Quote the rows from the line containing "Keypoint placement: for each instance of the hydraulic" through the line containing "[(469, 153)]", both ends included, and nothing else.

> Data records
● ● ●

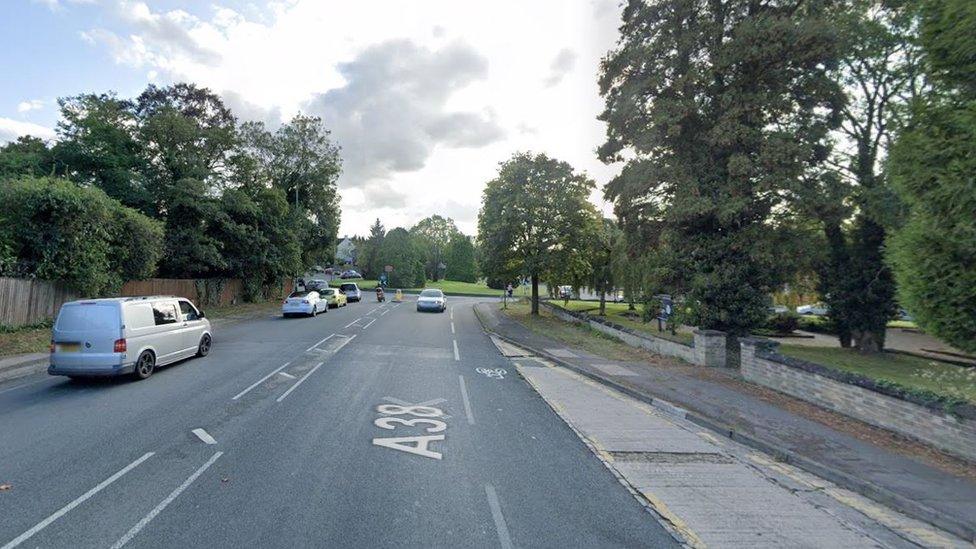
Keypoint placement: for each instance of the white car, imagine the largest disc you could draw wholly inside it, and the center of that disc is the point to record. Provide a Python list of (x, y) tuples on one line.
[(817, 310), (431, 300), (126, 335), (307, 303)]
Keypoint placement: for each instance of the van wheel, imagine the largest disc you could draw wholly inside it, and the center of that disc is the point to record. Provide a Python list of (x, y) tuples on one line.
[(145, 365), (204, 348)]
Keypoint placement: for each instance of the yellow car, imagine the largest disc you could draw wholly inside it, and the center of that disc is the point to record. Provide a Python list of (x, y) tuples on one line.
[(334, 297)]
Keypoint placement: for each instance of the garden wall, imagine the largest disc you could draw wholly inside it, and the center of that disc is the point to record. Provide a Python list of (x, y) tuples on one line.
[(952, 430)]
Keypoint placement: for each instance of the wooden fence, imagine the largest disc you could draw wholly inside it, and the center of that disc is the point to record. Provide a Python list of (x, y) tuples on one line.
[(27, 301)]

● ● ●

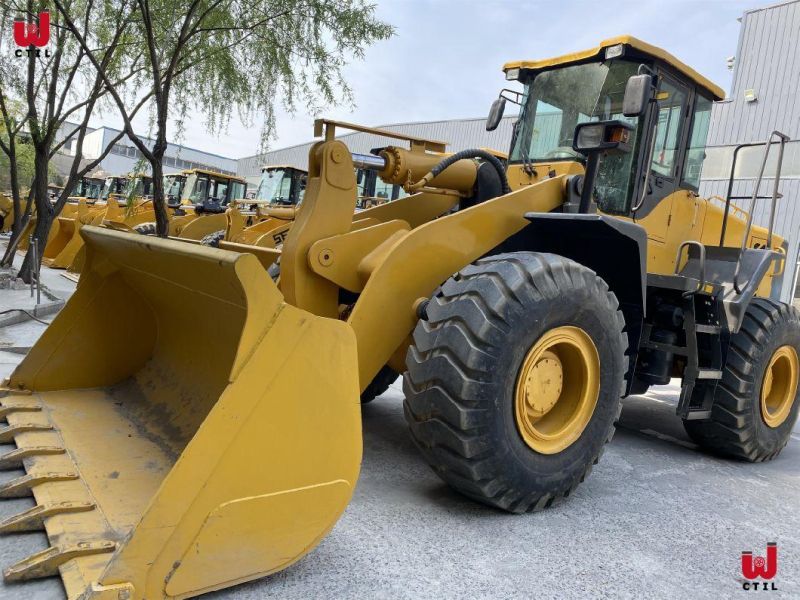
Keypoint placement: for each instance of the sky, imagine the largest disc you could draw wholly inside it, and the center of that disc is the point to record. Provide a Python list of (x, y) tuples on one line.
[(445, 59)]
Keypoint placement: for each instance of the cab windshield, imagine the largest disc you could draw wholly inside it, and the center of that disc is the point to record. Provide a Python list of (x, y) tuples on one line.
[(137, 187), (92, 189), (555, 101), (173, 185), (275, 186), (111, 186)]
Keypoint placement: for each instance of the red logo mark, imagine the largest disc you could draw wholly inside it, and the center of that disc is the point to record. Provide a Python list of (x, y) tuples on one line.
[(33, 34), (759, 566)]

● ● ●

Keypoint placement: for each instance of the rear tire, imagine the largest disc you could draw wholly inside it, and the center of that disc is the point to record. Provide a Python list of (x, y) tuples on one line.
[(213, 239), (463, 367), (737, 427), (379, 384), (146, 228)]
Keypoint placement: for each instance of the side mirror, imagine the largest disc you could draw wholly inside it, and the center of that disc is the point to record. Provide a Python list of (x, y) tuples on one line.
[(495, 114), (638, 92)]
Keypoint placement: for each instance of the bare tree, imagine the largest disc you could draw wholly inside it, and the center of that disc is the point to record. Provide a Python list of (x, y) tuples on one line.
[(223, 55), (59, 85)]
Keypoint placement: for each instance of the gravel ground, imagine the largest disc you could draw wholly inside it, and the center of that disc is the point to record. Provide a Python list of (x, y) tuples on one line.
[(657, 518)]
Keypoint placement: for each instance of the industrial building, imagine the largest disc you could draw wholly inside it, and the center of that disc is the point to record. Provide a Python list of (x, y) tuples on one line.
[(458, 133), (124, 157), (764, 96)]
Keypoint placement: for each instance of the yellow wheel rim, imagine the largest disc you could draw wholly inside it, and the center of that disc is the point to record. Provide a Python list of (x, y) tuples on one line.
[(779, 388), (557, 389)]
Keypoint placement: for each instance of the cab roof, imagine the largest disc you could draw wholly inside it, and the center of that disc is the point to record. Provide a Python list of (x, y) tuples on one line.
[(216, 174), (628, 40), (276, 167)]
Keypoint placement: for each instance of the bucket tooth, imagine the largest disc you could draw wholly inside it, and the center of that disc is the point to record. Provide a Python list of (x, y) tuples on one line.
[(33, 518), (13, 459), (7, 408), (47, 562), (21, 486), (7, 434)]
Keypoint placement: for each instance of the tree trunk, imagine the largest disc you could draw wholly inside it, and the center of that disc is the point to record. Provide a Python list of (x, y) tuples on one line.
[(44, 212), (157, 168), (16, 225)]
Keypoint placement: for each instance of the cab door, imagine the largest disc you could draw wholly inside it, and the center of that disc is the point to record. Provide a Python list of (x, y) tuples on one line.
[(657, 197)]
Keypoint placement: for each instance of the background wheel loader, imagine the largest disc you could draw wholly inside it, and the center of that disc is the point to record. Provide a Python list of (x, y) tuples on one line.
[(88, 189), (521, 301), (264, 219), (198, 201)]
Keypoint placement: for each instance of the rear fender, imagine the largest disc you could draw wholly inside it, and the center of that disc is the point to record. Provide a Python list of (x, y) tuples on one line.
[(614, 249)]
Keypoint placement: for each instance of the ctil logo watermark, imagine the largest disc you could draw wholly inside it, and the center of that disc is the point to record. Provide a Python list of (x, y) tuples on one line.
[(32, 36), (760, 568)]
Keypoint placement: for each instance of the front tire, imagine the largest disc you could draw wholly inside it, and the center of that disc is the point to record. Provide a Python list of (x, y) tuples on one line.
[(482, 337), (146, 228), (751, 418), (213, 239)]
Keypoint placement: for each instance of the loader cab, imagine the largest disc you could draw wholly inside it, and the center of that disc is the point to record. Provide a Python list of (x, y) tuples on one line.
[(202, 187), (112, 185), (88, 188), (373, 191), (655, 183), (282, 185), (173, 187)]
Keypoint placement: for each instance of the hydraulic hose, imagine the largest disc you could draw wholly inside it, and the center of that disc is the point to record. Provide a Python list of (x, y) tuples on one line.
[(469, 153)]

● ● ●

> Exercise answer
Keypoint placement: for each instance of the hydraulic hose, imagine the largest disc you could draw wholly inside it, and the center of that disc is the point to record. Provide a Python list of (x, y) tuples on one line.
[(469, 153)]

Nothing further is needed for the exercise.